_TASK OBJECTIVE:_
Copy the lines of the material below verbatim, from the line containing "Reviewer note: check that every instance of the green mitsuba" through the last line, both included.

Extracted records
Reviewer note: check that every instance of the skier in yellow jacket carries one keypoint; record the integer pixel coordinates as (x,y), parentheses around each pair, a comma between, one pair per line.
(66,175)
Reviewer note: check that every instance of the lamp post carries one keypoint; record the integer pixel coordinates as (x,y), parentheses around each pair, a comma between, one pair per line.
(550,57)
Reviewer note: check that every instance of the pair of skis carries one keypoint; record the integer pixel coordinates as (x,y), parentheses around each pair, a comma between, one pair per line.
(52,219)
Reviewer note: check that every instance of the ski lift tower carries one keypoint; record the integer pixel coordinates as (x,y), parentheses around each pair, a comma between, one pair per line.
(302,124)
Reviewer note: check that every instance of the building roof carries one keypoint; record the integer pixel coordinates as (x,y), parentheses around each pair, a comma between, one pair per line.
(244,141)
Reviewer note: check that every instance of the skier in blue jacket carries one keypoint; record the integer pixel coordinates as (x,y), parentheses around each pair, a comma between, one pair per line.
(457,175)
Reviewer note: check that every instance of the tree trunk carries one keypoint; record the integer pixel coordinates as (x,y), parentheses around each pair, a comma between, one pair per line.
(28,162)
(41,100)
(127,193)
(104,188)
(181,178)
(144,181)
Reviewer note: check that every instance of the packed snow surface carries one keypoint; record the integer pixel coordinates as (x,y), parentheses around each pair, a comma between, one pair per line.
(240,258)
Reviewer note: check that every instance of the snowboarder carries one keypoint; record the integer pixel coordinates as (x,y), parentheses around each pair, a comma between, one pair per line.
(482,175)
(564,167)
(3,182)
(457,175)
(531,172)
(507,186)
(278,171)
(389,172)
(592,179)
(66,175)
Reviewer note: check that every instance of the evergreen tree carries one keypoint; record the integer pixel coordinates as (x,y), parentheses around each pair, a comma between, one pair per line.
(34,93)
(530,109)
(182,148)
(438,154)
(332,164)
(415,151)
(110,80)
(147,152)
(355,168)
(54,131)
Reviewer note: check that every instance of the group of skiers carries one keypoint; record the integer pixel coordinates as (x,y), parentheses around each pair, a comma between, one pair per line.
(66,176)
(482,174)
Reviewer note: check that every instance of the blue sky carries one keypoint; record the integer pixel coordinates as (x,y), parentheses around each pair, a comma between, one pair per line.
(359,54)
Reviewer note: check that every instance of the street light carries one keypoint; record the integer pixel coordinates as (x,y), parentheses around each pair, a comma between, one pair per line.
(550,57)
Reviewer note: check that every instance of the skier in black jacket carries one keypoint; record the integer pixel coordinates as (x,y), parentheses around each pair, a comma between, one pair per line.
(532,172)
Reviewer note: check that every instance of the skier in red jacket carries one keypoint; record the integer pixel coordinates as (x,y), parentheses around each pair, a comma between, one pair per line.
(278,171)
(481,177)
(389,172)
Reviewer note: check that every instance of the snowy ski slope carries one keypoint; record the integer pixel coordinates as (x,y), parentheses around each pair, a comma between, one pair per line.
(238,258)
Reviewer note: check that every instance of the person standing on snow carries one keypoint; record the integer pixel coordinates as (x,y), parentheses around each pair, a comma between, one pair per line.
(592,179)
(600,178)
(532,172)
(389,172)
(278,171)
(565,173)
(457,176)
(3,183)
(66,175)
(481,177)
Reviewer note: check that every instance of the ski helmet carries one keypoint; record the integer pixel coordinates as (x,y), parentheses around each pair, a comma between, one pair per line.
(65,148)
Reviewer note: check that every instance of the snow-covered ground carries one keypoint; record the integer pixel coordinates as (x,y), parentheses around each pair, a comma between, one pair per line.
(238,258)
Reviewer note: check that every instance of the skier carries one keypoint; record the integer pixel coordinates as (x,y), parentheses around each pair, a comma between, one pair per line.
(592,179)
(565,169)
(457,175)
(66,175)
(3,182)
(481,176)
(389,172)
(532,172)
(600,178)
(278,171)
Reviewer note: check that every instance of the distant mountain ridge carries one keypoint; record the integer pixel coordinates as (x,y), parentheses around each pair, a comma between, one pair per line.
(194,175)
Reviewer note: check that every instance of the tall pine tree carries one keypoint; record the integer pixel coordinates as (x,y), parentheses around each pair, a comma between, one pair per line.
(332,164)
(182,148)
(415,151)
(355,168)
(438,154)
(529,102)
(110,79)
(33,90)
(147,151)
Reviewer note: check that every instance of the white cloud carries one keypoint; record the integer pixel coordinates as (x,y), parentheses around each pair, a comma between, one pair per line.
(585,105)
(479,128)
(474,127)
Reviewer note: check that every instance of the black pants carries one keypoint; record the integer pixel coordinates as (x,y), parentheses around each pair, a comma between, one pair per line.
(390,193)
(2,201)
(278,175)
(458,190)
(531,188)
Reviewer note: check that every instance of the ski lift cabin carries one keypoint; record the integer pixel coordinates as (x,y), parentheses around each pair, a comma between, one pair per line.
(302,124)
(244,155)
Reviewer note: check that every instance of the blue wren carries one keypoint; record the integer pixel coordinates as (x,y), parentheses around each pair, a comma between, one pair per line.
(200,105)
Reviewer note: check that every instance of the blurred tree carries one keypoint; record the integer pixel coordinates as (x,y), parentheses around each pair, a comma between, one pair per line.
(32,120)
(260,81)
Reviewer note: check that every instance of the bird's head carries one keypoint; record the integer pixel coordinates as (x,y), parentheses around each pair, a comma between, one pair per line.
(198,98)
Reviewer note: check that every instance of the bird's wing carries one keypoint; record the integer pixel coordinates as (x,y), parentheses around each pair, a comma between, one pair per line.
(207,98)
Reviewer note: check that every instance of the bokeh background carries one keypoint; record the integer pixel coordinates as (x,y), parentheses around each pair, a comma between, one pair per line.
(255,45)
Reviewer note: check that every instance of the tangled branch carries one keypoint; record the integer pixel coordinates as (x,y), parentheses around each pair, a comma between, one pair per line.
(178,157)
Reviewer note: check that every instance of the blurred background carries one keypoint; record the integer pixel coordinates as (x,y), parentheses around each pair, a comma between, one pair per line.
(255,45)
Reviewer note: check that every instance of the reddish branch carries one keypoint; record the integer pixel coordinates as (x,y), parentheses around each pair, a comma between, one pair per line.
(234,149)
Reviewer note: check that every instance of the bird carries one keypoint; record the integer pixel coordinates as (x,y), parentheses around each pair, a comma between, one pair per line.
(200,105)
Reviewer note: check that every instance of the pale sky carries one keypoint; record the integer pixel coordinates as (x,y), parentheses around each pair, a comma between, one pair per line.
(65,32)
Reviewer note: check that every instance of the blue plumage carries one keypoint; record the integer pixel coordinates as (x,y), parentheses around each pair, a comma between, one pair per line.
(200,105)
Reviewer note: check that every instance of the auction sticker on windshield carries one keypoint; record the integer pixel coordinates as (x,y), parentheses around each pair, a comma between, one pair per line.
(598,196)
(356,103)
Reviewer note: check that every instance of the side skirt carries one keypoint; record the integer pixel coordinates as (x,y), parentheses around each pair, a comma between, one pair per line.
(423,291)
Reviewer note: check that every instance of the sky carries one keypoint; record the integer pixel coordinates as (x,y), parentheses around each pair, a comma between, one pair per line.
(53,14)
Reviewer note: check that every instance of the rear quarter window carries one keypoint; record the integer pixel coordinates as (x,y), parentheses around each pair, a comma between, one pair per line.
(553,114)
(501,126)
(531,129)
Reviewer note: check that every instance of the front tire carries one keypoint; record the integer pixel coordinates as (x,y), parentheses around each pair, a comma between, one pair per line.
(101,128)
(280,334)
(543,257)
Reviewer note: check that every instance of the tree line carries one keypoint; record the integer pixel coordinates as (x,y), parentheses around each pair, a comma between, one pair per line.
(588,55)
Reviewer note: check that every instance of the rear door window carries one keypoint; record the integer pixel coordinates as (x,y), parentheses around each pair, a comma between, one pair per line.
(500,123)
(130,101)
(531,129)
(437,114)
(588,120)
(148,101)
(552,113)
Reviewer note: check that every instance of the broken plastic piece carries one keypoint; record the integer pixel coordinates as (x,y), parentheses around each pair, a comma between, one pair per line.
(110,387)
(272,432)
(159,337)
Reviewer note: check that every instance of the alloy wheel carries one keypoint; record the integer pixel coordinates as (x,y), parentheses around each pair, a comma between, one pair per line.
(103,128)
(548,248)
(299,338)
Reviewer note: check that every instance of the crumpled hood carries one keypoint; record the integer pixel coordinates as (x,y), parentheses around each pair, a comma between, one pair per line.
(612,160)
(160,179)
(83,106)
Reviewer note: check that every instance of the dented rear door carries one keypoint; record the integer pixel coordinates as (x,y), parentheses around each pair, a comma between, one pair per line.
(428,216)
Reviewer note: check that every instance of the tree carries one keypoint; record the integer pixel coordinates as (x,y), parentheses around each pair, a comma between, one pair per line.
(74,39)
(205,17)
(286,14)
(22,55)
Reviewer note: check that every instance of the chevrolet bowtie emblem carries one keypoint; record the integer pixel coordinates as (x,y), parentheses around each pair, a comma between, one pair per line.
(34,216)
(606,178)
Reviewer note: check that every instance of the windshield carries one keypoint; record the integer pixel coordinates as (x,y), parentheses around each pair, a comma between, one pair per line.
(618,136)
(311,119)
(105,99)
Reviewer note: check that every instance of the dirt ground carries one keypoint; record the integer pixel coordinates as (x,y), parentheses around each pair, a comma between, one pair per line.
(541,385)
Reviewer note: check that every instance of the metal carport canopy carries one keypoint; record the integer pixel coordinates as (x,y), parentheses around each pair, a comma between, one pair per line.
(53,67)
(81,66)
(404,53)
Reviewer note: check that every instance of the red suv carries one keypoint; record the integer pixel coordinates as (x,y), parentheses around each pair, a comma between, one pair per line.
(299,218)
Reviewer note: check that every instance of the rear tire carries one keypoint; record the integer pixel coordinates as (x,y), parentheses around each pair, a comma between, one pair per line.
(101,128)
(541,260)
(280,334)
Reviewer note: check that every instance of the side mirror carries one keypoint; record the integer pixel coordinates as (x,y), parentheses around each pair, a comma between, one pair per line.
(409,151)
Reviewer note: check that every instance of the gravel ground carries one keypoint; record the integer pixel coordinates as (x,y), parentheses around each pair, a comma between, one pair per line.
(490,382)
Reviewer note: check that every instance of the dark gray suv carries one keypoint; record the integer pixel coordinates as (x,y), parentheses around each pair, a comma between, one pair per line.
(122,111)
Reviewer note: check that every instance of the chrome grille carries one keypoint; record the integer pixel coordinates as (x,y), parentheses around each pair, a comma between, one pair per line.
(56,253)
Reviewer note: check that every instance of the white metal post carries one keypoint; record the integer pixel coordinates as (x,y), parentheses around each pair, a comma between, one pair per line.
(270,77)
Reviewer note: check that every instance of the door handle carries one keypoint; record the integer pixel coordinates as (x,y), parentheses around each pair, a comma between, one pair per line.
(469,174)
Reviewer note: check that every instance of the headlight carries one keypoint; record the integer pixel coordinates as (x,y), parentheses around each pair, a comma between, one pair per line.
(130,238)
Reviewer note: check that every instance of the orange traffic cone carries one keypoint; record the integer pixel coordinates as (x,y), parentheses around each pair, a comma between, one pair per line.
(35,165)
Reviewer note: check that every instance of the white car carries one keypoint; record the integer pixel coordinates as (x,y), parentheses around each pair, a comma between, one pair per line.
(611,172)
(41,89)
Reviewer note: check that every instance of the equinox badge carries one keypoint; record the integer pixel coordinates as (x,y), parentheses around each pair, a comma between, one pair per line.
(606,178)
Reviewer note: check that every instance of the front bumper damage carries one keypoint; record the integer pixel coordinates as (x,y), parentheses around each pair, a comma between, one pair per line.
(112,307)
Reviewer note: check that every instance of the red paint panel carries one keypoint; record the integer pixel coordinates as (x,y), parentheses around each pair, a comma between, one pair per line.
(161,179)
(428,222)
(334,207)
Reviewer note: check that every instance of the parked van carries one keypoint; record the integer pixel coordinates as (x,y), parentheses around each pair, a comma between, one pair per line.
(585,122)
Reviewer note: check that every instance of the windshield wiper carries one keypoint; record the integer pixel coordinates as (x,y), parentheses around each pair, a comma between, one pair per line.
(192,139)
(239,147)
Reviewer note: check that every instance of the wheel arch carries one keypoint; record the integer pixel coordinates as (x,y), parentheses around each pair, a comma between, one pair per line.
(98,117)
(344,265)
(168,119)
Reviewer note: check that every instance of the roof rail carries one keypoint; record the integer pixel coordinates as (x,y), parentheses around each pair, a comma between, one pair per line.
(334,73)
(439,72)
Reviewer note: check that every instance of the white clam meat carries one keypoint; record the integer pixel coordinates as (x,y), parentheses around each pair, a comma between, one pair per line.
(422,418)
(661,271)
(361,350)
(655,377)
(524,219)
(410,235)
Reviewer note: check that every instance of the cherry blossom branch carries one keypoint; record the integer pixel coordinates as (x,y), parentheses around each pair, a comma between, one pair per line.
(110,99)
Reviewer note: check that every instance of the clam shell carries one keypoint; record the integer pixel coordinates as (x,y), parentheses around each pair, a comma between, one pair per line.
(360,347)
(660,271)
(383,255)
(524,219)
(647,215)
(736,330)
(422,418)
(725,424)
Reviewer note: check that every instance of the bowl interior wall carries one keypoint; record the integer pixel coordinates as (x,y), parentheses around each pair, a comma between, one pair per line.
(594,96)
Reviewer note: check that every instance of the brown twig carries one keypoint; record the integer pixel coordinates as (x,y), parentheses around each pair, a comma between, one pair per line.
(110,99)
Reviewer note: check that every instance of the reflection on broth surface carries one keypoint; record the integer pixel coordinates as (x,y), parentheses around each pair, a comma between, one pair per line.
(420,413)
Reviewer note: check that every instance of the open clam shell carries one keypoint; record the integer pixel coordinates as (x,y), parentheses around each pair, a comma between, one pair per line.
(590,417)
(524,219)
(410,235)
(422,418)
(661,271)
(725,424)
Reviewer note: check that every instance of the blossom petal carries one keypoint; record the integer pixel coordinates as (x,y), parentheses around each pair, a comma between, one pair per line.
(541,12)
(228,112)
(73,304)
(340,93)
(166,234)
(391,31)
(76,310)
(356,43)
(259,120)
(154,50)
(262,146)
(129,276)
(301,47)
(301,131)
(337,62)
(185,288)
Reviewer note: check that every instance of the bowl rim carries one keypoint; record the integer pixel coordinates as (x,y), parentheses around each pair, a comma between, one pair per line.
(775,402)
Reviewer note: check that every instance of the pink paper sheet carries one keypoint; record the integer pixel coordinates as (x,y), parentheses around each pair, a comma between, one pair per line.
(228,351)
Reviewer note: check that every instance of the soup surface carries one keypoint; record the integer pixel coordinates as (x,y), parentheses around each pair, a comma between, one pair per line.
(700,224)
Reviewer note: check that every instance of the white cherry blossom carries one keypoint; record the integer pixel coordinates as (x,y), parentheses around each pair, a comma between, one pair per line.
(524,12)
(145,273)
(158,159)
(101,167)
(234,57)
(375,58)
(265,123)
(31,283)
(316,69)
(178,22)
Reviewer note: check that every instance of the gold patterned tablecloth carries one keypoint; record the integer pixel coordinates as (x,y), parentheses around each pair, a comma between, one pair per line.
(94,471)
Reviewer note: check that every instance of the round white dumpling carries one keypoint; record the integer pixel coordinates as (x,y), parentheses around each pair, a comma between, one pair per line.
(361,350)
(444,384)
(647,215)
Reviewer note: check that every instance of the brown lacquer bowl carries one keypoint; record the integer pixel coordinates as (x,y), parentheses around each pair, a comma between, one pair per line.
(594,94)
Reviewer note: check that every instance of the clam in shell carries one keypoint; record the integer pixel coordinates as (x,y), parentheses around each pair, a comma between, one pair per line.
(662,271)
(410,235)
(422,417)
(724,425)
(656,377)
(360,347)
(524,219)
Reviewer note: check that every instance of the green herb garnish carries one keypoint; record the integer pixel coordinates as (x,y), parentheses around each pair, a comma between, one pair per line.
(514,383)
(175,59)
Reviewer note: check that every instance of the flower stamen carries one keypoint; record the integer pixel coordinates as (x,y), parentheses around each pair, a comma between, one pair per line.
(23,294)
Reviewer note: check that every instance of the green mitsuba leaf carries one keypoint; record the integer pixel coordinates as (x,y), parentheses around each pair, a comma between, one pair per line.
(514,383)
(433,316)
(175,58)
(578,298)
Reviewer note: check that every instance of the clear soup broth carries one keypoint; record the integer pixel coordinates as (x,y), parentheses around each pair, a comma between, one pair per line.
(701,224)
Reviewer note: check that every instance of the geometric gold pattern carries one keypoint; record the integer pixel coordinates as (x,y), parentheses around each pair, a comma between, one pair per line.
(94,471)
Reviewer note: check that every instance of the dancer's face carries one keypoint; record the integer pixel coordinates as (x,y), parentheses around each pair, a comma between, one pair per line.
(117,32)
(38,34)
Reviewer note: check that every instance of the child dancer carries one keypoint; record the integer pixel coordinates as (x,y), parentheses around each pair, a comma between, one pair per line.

_EXERCISE SOLUTION:_
Reviewer note: check that every instance of the green mitsuba leaf carries one keypoint; record the integer pixel coordinates as (x,y), parentheses around each pair, a comma between, one pair per line.
(514,383)
(433,316)
(175,58)
(578,298)
Reviewer note: check that every instance of the clear soup broth carries one keypoint; record the integer pixel coordinates as (x,y), parentheses around each pair, a comma between, one pair per line.
(701,224)
Reviewer note: check that every instance of the geometric gold pattern carries one keypoint; record the integer pixel coordinates as (x,y), parentheses around each pair, a comma between, one pair per line.
(94,471)
Reviewer note: check that every instance of the dancer's face carries one keypoint; record the integer pixel coordinates as (x,y), parentheses around each pair, a comma between, one pair per line.
(117,32)
(38,34)
Reviewer note: check that every instance of the child dancer carries one keypoint; record the integer pixel coordinates as (x,y), parentheses around each pair, a comma between, one pair per line.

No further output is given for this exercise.